## Exercise description
Would you transcribe the records word for word, please?

## Information shown
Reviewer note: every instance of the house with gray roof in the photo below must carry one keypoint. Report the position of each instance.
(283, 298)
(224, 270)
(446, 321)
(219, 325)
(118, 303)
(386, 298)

## Exercise solution
Reviewer note: every instance of the house with gray roof in the photo below must carry one keypoint. Report the position of each instance.
(283, 298)
(224, 270)
(446, 321)
(219, 325)
(118, 303)
(386, 298)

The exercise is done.